### Exercise requirements
The pictures are to be left out, and all remaining data is to be transcribed exactly as it appears.

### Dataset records
————————

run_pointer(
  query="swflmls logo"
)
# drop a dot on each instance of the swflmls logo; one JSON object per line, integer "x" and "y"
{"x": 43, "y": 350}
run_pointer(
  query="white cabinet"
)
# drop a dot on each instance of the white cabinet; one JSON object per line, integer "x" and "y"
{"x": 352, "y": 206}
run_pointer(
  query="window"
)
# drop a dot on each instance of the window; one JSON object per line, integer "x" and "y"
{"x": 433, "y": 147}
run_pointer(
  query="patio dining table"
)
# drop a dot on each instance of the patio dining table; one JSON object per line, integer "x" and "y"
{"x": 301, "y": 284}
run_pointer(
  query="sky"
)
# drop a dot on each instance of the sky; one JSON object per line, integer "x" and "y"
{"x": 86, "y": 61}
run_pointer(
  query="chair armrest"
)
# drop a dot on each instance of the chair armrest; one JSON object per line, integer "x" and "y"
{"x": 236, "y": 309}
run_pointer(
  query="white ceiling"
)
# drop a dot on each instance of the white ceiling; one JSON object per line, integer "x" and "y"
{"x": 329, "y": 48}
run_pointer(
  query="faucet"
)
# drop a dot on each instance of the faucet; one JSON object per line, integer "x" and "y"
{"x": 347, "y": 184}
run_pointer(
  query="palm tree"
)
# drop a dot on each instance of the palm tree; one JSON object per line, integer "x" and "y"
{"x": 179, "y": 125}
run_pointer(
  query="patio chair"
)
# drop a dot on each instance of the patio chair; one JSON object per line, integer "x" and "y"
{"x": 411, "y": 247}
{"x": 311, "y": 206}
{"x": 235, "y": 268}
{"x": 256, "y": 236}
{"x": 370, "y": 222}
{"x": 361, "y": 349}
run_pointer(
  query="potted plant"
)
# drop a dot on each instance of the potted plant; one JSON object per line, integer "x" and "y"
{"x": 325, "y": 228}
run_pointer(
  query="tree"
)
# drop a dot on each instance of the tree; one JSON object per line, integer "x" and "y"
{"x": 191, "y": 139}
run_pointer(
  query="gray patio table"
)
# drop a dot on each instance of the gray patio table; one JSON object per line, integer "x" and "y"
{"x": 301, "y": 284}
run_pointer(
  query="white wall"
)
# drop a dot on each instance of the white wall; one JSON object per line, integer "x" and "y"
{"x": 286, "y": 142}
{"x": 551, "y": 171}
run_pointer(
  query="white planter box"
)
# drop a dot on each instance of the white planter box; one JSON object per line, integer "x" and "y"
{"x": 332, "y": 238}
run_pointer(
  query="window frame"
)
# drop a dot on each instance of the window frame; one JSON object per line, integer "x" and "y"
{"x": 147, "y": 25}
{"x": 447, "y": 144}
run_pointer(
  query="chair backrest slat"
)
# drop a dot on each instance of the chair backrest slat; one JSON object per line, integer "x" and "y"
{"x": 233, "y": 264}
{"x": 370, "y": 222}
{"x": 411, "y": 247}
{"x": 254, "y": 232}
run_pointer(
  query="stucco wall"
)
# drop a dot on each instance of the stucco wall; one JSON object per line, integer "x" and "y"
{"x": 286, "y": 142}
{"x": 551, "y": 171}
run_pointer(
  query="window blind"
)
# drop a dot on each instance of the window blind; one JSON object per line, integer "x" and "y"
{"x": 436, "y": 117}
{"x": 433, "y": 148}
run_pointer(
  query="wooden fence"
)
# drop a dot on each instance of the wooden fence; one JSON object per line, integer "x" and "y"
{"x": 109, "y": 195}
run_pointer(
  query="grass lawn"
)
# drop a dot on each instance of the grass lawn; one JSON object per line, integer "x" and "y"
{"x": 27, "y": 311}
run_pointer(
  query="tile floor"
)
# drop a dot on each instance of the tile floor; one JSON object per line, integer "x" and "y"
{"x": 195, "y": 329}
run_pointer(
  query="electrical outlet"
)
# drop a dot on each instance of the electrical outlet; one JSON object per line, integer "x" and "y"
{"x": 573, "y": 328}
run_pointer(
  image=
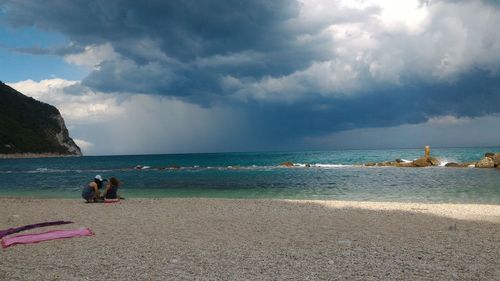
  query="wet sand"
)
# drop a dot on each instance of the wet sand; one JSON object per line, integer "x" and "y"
{"x": 219, "y": 239}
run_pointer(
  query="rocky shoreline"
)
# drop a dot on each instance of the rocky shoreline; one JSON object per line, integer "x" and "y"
{"x": 490, "y": 160}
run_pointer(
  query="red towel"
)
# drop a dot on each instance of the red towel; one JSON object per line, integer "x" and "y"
{"x": 45, "y": 236}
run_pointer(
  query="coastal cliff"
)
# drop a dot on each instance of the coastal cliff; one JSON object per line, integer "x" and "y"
{"x": 30, "y": 128}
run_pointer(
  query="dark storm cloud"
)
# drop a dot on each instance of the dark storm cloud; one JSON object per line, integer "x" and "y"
{"x": 56, "y": 51}
{"x": 293, "y": 72}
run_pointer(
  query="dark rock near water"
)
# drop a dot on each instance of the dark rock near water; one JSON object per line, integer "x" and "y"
{"x": 496, "y": 159}
{"x": 287, "y": 164}
{"x": 30, "y": 127}
{"x": 434, "y": 161}
{"x": 426, "y": 161}
{"x": 421, "y": 162}
{"x": 455, "y": 165}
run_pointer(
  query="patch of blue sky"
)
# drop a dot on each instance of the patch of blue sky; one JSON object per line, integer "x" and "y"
{"x": 17, "y": 66}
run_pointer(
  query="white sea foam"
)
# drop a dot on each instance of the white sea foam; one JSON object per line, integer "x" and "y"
{"x": 331, "y": 165}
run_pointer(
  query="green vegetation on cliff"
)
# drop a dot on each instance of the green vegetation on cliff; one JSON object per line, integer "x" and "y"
{"x": 31, "y": 126}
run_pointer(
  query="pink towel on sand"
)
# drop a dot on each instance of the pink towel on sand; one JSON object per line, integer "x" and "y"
{"x": 45, "y": 236}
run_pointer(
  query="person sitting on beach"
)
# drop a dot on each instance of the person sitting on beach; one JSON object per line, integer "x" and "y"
{"x": 111, "y": 192}
{"x": 91, "y": 192}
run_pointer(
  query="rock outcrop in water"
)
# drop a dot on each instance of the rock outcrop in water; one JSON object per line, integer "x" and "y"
{"x": 30, "y": 128}
{"x": 490, "y": 160}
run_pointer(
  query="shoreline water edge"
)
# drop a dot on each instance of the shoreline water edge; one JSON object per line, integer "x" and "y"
{"x": 228, "y": 239}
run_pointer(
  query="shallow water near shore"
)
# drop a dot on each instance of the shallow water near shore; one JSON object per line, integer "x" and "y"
{"x": 316, "y": 175}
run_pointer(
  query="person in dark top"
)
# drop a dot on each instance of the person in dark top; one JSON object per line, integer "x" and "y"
{"x": 91, "y": 192}
{"x": 111, "y": 191}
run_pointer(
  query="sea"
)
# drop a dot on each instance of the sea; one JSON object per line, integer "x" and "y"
{"x": 335, "y": 174}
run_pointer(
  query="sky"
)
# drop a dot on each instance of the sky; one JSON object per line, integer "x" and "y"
{"x": 140, "y": 77}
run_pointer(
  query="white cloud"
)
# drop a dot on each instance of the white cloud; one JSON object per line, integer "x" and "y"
{"x": 122, "y": 123}
{"x": 369, "y": 43}
{"x": 85, "y": 106}
{"x": 93, "y": 56}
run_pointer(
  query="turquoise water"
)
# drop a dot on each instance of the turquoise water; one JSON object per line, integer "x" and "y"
{"x": 331, "y": 175}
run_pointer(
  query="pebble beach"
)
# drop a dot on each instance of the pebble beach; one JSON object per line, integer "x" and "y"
{"x": 232, "y": 239}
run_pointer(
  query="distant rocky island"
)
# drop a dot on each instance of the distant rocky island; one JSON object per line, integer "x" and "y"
{"x": 30, "y": 128}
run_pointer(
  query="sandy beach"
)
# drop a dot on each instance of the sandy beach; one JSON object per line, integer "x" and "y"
{"x": 219, "y": 239}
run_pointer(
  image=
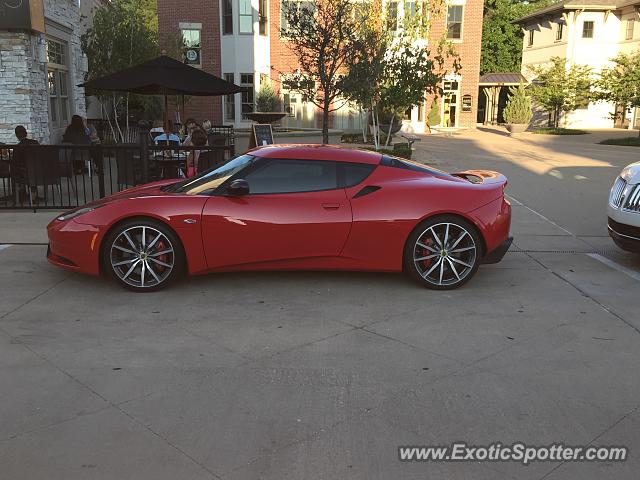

————————

### Answer to this problem
run_pointer(
  query="swflmls logo"
)
# drop a dot on each instance of the swflmls logo; one JSON object per line, integer "x" and "y"
{"x": 43, "y": 350}
run_pointer(
  query="white cabinet"
)
# drop a dot on each instance of the white cabinet; one JSON object per line, integer "x" and "y"
{"x": 352, "y": 206}
run_pointer(
  query="window"
)
# drop a dot on each instance of the window; one JSON object per line, integer "x" and "y"
{"x": 433, "y": 147}
run_pointer(
  query="patio dining table"
)
# drop a dot on each instance of the patio dining table; one JSON object per line, integer "x" and "y"
{"x": 301, "y": 284}
run_pointer(
  query="sky"
)
# drop a dot on each instance of the sky; one JSON object per line, integer "x" and "y"
{"x": 86, "y": 61}
run_pointer(
  query="chair armrest"
)
# drop a dot on each instance of the chair armrest; one JSON object per line, integer "x" and "y"
{"x": 236, "y": 309}
run_pointer(
  query="white ceiling"
)
# drop a dot on each instance of the white ceiling; one JSON object per line, integer "x" and "y"
{"x": 329, "y": 48}
run_pointer(
  query="faucet"
)
# drop a dot on each instance of the faucet; one JSON object per line, integer "x" and "y"
{"x": 347, "y": 184}
run_pointer(
  query="palm tree"
)
# drop a dot on each instance of the palm tree; one JSON object per line, integer "x" and "y"
{"x": 179, "y": 125}
run_pointer(
  query="patio chair"
)
# drop a dot on each instance of the patio chair; one JSON object per line, integer "x" and "y"
{"x": 411, "y": 247}
{"x": 311, "y": 206}
{"x": 235, "y": 268}
{"x": 256, "y": 236}
{"x": 370, "y": 222}
{"x": 361, "y": 349}
run_pointer(
  query="potted plant"
)
# drop a dot on each instance of the potted plant; one JSON object per line, integer "x" and "y"
{"x": 325, "y": 228}
run_pointer(
  query="tree"
)
# drop a dot on each instance of the tree; one JSON object per line, integer "x" and "y"
{"x": 191, "y": 139}
run_pointer(
  query="gray patio table"
)
# drop a dot on each instance of the gray patio table; one JSON object per line, integer "x" and "y"
{"x": 301, "y": 284}
run_pointer(
  query="white wall"
)
# drop a dot on each instance of the white wall; one JSON object per line, integer "x" and "y"
{"x": 286, "y": 142}
{"x": 551, "y": 171}
run_pointer(
  query="white planter box"
)
# drop a dot on each instance of the white planter box; one JSON object per line, integer "x" and "y"
{"x": 332, "y": 238}
run_pointer(
  query="window frame"
)
# drop a dot on each instance of the window frame; one JSON object per line, integer "x" and "y"
{"x": 147, "y": 25}
{"x": 447, "y": 144}
run_pointer(
  query="chair backrest slat"
)
# drop a dot on each instance of the chair backrest slat; one JSON object per line, integer "x" and "y"
{"x": 233, "y": 264}
{"x": 370, "y": 222}
{"x": 411, "y": 247}
{"x": 254, "y": 232}
run_pointer(
  query="stucco wall"
)
# drop a dot on each instance of the stucco wall; one JSON object per line, integer "x" and "y"
{"x": 286, "y": 142}
{"x": 551, "y": 171}
run_pointer(
  query="window blind"
)
# drop a dot on each instance of the window blind; one JSON object per line, integer "x" and "y"
{"x": 436, "y": 117}
{"x": 433, "y": 148}
run_pointer(
  query="wooden fence"
)
# drop a dot on each instance of the wooden fence; one JSON object per line, integer "x" and "y"
{"x": 109, "y": 195}
run_pointer(
  query="grass lawn"
)
# drop a dot on each instance of the grass lawn; one JSON object per line, integer "x" and "y"
{"x": 27, "y": 311}
run_pointer(
  query="tile floor"
)
# drop a dot on each instance of the tile floor; one JSON object per line, integer "x" and "y"
{"x": 195, "y": 329}
run_pointer(
  query="electrical outlet"
)
# drop a dot on each instance of the electrical outlet; one JSON object per line, integer "x" and "y"
{"x": 573, "y": 328}
run_pointer(
  image=
  query="wet sand"
)
# drop a dot on each instance of the wet sand; one JSON object per line, integer "x" and "y"
{"x": 219, "y": 239}
run_pointer(
  query="rocky shoreline"
)
# drop a dot on each instance of the rocky shoreline; one JSON object per line, integer "x" and "y"
{"x": 490, "y": 160}
run_pointer(
  query="red towel"
)
# drop a dot on each instance of the red towel; one JSON object per line, integer "x" and "y"
{"x": 45, "y": 236}
run_pointer(
  query="coastal cliff"
)
# drop a dot on each instance of the coastal cliff; one JSON object per line, integer "x" and "y"
{"x": 30, "y": 128}
run_pointer(
  query="dark storm cloud"
)
# drop a dot on each instance of the dark storm cloud; one JSON object per line, integer "x" and "y"
{"x": 56, "y": 51}
{"x": 293, "y": 72}
run_pointer(
  query="dark rock near water"
)
# drop a dot on each instance of the dark rock near water; one JSON object per line, integer "x" and "y"
{"x": 496, "y": 159}
{"x": 287, "y": 164}
{"x": 30, "y": 127}
{"x": 434, "y": 161}
{"x": 426, "y": 161}
{"x": 421, "y": 162}
{"x": 455, "y": 165}
run_pointer(
  query="patch of blue sky"
)
# drop a dot on each instance of the patch of blue sky; one JSON object per line, integer "x" and "y"
{"x": 17, "y": 66}
run_pointer(
  query="white sea foam"
)
# drop a dot on each instance of the white sea foam; one JSON object per line, integer "x" and "y"
{"x": 331, "y": 165}
run_pointer(
  query="green vegetation on cliff"
)
# drop a dot on each instance of the green vegetation on cliff; one JSON object per line, integer "x" and "y"
{"x": 31, "y": 126}
run_pointer(
  query="pink towel on sand"
)
# drop a dot on each instance of the pink towel on sand; one JSON object per line, integer "x" and "y"
{"x": 45, "y": 236}
run_pointer(
  query="person sitting on beach"
)
# drop a dot on each instance of the person sitting on beach; one JSON object per line, integer "x" and "y"
{"x": 111, "y": 192}
{"x": 91, "y": 192}
run_pointer(
  query="rock outcrop in water"
)
# drop a dot on each instance of the rock outcrop in water; one JSON object per line, integer "x" and "y"
{"x": 30, "y": 128}
{"x": 490, "y": 160}
run_pointer(
  query="shoreline water edge"
)
# drop a dot on each instance of the shoreline water edge; one JSON object per line, integer "x" and "y"
{"x": 228, "y": 239}
run_pointer(
  query="shallow water near shore"
)
# drop a dot on each instance of the shallow water near shore; one JSON object per line, integer "x" and "y"
{"x": 316, "y": 175}
run_pointer(
  query="person in dark top"
)
# drop a dot on each instance of the person in dark top; one JSON object per line, integer "x" and "y"
{"x": 91, "y": 192}
{"x": 111, "y": 191}
run_pointer(
  query="sea"
)
# drop a dot on each instance of the sea; one JSON object per line, integer "x" and "y"
{"x": 335, "y": 174}
run_pointer(
  query="sky"
)
# drop a dot on each instance of the sky; one JSON object per line, integer "x" and "y"
{"x": 140, "y": 77}
run_pointer(
  query="white cloud"
)
# drop a dot on each instance of the white cloud; one JSON object per line, integer "x" and "y"
{"x": 122, "y": 123}
{"x": 369, "y": 43}
{"x": 85, "y": 106}
{"x": 93, "y": 56}
run_pointer(
  query="turquoise water"
)
# drop a dot on each instance of the turquoise water; one JSON object per line, integer "x" and "y"
{"x": 331, "y": 175}
run_pointer(
  query="pebble beach"
)
# drop a dot on each instance of the pebble beach; one JSON object per line, integer "x" and "y"
{"x": 232, "y": 239}
run_pointer(
  query="distant rocky island"
)
# drop a dot on each instance of the distant rocky island; one JSON object per line, integer "x" and "y"
{"x": 30, "y": 128}
run_pointer(
  query="sandy beach"
)
# drop a dot on each instance of the sandy beach; one JSON object per line, integer "x" and "y"
{"x": 219, "y": 239}
run_pointer(
  image=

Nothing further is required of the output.